**Region pointing data**:
____________
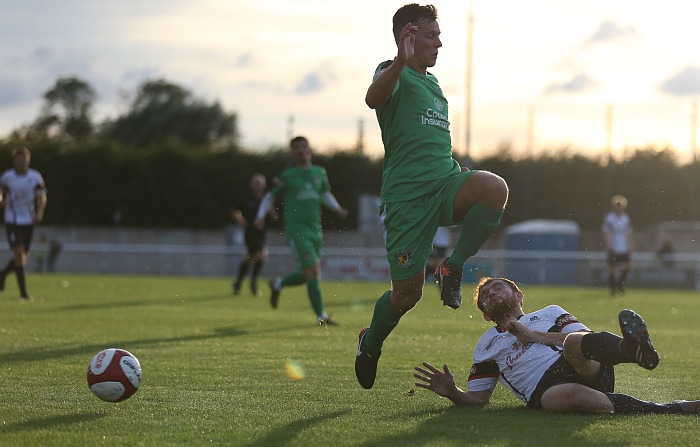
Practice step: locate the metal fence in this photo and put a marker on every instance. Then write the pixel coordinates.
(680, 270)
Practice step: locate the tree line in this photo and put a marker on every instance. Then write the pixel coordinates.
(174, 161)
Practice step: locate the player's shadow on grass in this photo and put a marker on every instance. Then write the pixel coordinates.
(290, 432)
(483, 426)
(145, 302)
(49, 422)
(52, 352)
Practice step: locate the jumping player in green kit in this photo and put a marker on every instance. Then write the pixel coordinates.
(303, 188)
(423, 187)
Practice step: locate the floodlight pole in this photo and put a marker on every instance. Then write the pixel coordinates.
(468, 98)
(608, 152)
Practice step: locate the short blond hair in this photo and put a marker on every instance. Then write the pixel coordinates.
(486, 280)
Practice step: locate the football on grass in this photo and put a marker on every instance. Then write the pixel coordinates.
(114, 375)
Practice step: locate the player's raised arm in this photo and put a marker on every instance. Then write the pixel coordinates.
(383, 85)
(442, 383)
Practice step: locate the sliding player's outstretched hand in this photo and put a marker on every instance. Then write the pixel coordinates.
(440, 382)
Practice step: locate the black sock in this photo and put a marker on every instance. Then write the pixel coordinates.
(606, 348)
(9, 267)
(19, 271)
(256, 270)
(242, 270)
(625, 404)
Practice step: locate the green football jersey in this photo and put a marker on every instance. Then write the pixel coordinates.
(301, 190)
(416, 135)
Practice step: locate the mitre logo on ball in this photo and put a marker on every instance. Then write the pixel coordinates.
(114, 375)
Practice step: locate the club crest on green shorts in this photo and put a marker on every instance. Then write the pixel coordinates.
____________
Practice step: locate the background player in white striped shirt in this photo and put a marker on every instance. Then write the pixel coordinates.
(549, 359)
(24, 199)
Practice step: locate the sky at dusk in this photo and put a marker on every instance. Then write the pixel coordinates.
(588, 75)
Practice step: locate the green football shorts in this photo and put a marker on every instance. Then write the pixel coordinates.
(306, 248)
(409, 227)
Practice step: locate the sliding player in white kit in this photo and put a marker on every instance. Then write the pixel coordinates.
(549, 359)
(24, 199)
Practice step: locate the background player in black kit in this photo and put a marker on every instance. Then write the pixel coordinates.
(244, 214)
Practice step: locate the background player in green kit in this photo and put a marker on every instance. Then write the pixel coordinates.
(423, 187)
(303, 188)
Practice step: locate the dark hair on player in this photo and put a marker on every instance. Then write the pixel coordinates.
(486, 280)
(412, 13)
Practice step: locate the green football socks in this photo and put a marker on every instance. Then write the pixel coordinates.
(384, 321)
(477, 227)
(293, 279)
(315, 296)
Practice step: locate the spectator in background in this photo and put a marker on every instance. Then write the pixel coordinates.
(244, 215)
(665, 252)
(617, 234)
____________
**YOUR OBJECTIVE**:
Set down precisely the lines above between the line holding "Practice step: locate the mitre" and the line holding "Practice step: locate the club", inclusive, and nothing beyond them.

**SOLUTION TO THE EXERCISE**:
Practice step: locate the mitre logo on ball in this photo and put a marker on every instance. Then write the pixel coordinates.
(114, 375)
Practice step: locate the club crest on green shorts in this photo and put a marker on every instance. Then write the pixel coordinates.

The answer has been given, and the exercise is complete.